### What to work on
Retype, word for word, every line starting at the line with "Confirm that each instance of the bicycle rear" and ending with the final line of the entries; skip the pictures.

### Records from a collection
»»
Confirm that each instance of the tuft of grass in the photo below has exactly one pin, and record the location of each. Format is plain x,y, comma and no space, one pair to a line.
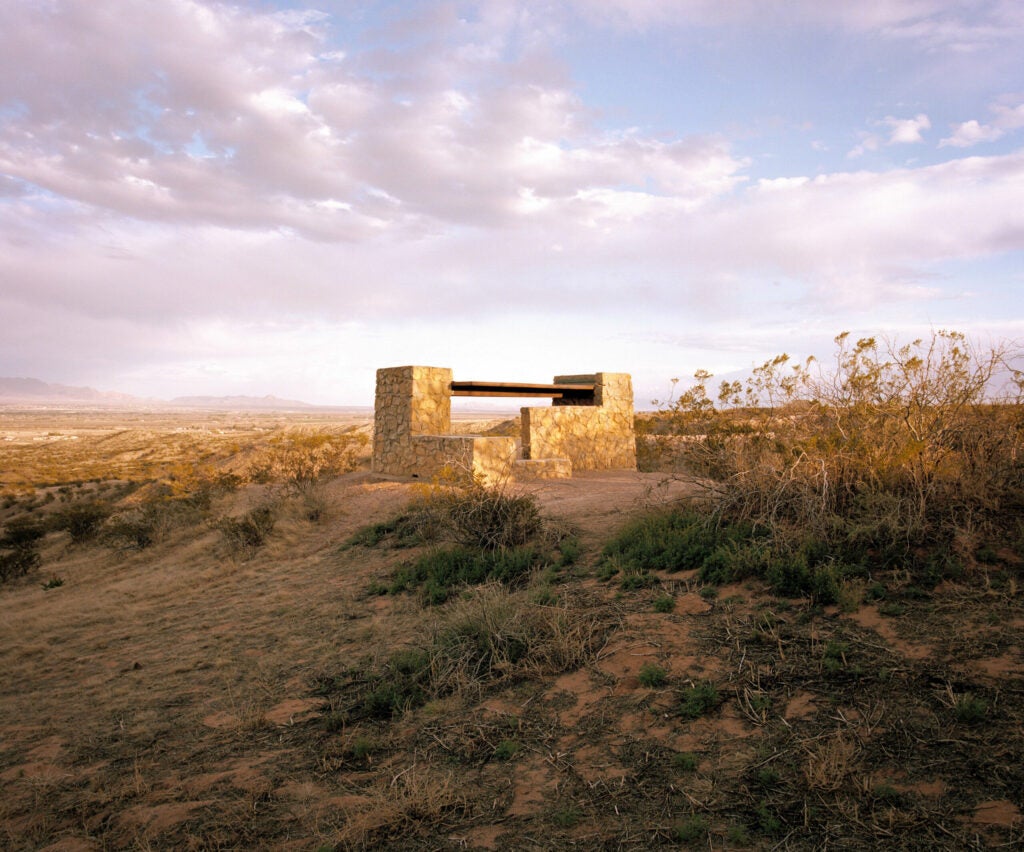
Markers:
246,535
506,750
665,603
691,829
698,699
442,571
970,709
651,675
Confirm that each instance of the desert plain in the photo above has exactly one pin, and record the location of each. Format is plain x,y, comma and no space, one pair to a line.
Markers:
208,686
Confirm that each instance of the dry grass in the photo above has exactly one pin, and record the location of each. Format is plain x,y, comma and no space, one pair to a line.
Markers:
167,697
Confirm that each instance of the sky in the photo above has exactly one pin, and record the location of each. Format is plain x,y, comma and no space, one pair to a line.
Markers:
280,198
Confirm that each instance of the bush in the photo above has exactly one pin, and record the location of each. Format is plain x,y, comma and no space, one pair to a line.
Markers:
301,460
698,700
651,675
19,547
83,520
247,534
442,571
492,637
478,516
893,455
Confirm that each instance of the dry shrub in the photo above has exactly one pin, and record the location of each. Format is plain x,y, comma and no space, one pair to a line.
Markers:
465,511
829,762
247,534
497,634
891,450
492,637
301,460
18,547
411,802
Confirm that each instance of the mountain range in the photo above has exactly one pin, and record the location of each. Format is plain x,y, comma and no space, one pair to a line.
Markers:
38,392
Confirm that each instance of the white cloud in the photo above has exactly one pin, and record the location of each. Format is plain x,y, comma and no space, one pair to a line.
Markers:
970,133
934,25
906,131
1009,118
285,135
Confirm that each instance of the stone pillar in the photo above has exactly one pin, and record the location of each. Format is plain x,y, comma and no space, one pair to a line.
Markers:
410,401
592,434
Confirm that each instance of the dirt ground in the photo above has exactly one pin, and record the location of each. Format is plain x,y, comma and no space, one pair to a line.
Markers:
168,697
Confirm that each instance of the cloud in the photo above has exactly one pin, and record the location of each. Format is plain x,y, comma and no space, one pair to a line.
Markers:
969,133
906,131
241,119
901,131
1007,118
933,25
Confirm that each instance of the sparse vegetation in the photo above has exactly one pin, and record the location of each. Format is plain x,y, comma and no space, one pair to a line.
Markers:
19,547
248,533
297,709
651,675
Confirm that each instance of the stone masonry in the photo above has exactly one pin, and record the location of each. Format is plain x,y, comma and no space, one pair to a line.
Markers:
413,421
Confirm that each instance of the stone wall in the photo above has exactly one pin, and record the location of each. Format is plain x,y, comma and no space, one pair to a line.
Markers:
592,436
413,423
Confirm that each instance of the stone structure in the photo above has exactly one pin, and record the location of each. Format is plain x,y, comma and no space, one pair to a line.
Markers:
588,427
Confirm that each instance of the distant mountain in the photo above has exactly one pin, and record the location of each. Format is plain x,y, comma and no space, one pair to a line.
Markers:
240,403
39,392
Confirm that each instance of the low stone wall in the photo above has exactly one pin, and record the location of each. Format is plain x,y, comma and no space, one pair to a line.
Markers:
598,436
591,438
413,424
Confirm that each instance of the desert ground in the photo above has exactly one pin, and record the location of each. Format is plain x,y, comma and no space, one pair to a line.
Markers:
201,690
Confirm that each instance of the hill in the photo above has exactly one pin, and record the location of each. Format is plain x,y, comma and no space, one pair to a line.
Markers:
240,663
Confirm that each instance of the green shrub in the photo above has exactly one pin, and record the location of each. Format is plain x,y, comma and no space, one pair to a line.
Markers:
691,829
506,750
441,571
651,675
492,636
82,520
970,710
880,460
19,547
665,603
698,700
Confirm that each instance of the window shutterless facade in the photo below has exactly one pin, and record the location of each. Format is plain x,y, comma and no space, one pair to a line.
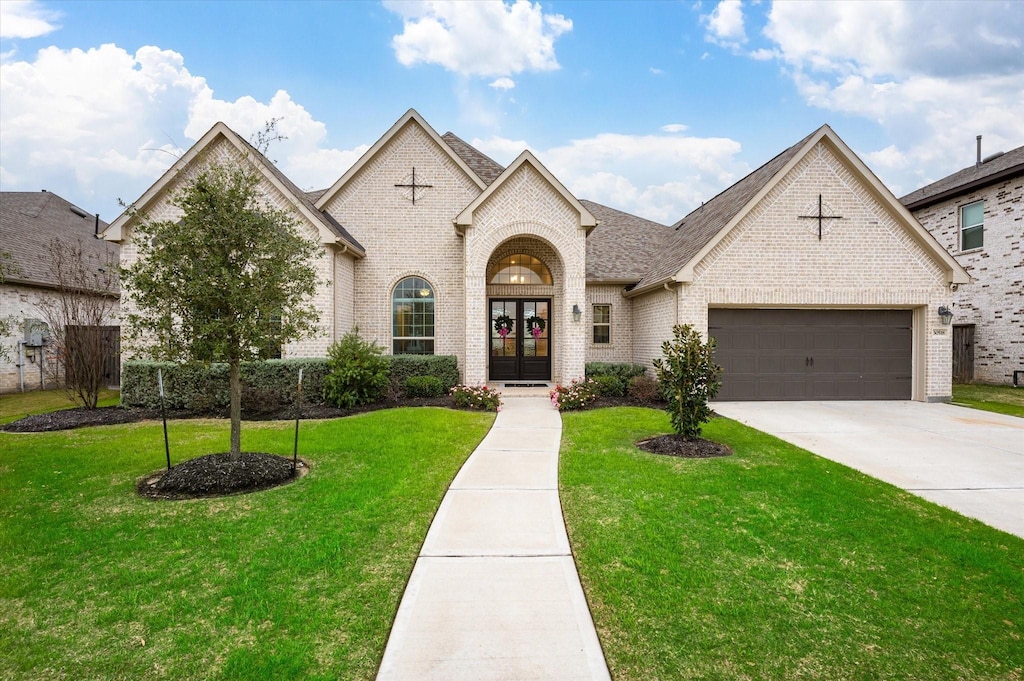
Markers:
413,317
973,225
602,325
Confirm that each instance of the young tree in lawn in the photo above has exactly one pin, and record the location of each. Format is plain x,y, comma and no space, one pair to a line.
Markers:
79,313
689,378
227,281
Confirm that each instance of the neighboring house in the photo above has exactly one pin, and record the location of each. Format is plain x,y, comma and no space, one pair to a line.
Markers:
978,215
429,246
29,223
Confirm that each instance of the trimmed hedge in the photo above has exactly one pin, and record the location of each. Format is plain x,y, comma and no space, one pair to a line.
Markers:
623,371
403,367
265,385
201,388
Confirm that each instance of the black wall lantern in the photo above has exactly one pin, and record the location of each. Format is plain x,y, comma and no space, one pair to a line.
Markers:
946,314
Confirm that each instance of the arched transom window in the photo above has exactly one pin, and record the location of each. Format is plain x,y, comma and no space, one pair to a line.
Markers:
519,268
413,317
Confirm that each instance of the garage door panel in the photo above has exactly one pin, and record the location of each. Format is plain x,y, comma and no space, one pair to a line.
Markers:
814,354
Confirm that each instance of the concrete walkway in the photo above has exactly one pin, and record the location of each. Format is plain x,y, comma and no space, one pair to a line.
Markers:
495,593
964,459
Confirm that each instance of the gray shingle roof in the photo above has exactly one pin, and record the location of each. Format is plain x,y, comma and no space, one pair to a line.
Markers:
696,229
29,223
485,168
968,179
623,246
307,202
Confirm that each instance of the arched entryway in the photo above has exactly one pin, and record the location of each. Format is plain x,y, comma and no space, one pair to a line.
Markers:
522,331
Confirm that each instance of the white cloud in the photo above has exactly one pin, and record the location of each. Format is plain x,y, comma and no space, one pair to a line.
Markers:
932,75
660,177
725,24
478,38
26,18
101,124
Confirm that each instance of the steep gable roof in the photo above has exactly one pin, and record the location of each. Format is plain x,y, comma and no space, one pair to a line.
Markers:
29,223
621,249
701,225
330,230
485,168
697,233
411,116
969,179
465,218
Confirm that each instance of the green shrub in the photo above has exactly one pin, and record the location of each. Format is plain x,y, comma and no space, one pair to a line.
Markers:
623,371
482,397
576,395
203,388
689,378
644,389
424,386
607,385
402,367
358,373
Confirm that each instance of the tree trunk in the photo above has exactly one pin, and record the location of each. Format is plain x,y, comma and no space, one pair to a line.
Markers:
236,386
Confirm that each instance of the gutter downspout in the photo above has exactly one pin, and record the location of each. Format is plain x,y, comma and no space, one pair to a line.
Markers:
668,287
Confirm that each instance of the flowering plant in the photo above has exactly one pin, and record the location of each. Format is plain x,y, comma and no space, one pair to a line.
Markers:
503,325
536,325
482,397
577,394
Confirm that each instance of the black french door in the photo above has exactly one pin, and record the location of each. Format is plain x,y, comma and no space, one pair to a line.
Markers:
520,339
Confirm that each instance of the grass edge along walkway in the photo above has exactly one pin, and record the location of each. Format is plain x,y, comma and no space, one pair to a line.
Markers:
775,563
300,582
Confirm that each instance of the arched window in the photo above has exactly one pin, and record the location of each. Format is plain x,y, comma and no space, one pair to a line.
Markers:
413,317
519,268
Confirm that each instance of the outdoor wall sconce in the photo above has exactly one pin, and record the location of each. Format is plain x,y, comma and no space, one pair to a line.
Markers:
946,314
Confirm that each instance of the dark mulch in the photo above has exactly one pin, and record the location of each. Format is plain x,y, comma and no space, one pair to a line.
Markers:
105,416
675,445
217,475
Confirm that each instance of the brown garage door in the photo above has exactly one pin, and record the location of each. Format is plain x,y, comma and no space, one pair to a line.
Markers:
813,354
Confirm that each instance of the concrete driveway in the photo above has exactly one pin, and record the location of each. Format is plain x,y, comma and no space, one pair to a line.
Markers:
964,459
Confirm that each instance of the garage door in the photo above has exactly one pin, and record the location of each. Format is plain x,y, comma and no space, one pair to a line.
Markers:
813,354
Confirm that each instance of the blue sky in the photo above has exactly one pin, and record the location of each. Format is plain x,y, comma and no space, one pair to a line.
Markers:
647,107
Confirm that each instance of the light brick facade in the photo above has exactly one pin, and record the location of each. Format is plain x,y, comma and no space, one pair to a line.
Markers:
993,303
459,227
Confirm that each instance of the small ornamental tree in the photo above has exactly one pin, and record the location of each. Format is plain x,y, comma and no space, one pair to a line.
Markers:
232,278
689,378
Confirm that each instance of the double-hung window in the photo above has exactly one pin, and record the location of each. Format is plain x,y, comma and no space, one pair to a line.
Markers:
602,325
973,225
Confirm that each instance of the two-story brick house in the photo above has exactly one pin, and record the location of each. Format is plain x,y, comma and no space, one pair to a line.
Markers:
978,215
816,282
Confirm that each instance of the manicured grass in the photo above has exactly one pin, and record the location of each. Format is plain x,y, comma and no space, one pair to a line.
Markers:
774,563
998,398
301,582
17,405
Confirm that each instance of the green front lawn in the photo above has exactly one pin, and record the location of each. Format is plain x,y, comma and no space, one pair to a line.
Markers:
774,563
17,405
998,398
300,582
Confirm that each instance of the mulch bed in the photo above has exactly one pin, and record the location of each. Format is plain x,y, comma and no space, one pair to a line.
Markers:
217,475
675,445
107,416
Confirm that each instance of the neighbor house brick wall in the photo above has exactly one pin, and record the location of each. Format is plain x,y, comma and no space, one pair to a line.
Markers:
621,347
404,240
994,302
19,302
864,260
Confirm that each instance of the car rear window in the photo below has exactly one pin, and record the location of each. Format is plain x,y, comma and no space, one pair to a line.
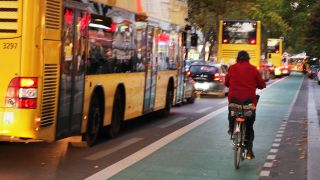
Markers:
203,69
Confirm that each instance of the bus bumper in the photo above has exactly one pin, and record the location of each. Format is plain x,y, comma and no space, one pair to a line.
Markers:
17,123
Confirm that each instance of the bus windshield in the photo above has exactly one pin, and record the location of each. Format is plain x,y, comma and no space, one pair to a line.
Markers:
273,46
239,32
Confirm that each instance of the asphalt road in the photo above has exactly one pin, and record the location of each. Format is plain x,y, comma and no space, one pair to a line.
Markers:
61,160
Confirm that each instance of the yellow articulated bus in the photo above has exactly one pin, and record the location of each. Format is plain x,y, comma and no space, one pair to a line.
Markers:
71,67
237,35
274,55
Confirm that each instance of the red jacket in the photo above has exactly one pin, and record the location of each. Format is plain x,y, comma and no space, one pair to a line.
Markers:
243,79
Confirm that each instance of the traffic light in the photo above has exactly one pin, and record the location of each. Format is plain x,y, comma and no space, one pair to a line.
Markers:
194,39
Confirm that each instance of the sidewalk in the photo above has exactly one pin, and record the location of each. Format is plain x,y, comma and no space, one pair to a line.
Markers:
313,132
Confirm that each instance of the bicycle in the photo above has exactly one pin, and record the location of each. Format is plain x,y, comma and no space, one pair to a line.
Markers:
240,111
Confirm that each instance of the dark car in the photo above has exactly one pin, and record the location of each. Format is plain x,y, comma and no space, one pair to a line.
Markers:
209,79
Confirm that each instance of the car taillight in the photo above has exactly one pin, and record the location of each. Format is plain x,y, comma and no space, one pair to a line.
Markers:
217,77
240,119
22,93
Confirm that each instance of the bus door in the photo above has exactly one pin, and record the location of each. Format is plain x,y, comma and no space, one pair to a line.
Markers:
151,70
181,71
74,48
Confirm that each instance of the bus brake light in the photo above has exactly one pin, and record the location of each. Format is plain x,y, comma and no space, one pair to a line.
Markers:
252,41
22,93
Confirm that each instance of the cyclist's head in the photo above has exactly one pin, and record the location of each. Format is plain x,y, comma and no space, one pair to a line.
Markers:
243,56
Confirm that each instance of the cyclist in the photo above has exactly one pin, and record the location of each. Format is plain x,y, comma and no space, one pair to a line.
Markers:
243,79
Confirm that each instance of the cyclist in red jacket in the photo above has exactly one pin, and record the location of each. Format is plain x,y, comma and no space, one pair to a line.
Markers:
243,79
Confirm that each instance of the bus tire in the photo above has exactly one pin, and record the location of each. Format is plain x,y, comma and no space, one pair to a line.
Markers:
191,99
117,115
94,121
169,98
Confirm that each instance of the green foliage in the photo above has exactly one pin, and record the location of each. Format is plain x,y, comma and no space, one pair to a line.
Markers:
286,18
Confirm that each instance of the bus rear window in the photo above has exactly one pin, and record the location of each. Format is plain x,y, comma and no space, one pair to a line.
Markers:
239,32
203,69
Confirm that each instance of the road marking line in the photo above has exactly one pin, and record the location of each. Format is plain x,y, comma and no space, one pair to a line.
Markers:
267,164
313,136
104,153
223,102
271,157
146,151
258,91
172,122
277,140
273,150
204,110
275,145
264,173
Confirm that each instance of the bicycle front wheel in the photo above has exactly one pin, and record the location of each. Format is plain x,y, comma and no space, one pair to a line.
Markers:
237,149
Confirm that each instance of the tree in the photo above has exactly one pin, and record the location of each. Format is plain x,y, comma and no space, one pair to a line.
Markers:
295,13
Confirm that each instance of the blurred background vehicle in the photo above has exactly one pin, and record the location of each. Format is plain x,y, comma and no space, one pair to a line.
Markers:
313,71
189,90
209,79
188,62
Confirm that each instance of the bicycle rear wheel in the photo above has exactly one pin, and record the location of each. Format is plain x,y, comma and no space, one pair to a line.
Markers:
237,149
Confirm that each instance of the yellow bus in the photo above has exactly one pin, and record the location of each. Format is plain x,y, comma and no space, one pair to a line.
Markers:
237,35
72,67
274,55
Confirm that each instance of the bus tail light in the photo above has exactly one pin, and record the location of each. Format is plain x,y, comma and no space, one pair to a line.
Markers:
252,41
217,77
22,93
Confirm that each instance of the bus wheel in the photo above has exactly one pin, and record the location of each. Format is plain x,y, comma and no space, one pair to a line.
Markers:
117,115
169,97
94,122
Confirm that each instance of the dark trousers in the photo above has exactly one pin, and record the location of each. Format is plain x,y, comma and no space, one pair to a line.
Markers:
249,128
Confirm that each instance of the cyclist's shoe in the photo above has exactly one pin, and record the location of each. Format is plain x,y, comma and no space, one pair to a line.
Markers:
229,131
250,155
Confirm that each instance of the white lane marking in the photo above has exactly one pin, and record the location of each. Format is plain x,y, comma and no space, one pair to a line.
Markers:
106,152
313,164
223,102
204,110
258,91
273,150
271,157
146,151
172,122
267,164
264,173
275,145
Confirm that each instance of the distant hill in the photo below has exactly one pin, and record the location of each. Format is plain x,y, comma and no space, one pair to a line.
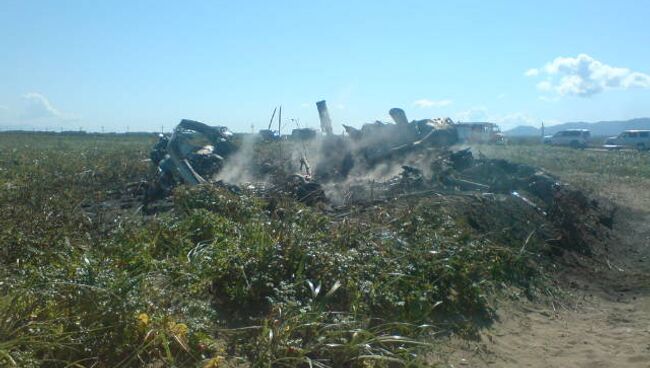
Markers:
601,128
««
### Problem solution
Confirm that each instance of the bicycle rear wheel in the photo above has exactly one pin, and record the location of each. Format is plain x,y, comma and no space, one pair to a line.
Markers:
237,149
Confirm that each instance of the yellow bus in the photo above has exactly one pin, and record the location of each. Format is plain x,y, comma and no space, one pair to a line.
Markers:
237,35
72,67
274,55
Confirm that each instance of the bus tail light in the photo above has exactly one pin, and record the location of each. Format is plain x,y, comma and no space, one pair to a line.
Markers:
252,41
217,77
22,93
Confirm that each instance of the bus wheel in the photo above has exactly one pin, and record the location of each. Format is plain x,y, comma and no space, one pair to a line.
Markers:
117,115
169,97
94,122
Confirm that each instance of the dark trousers in the photo above has exactly one pin, and record the location of each. Format is plain x,y, comma and no space, one pair to a line.
Markers:
249,128
Confirm that each instance of the cyclist's shoe in the photo above has exactly one pin, and record the location of each. Format is plain x,y, comma and no space, one pair to a line.
Markers:
229,131
250,155
Confirm that each instance of the white lane marking in the photo above has exactly one pin, and record the location of each. Format is plain x,y, comma and no space, one pair to a line.
Markers:
106,152
313,164
223,102
204,110
258,91
273,150
271,157
146,151
172,122
267,164
264,173
275,145
Confirm that each instance of the distant hill in the photo below has exactly one pin, and record the location of each. Format is plain x,y, comma and no space, one pair to a line.
Markers:
601,128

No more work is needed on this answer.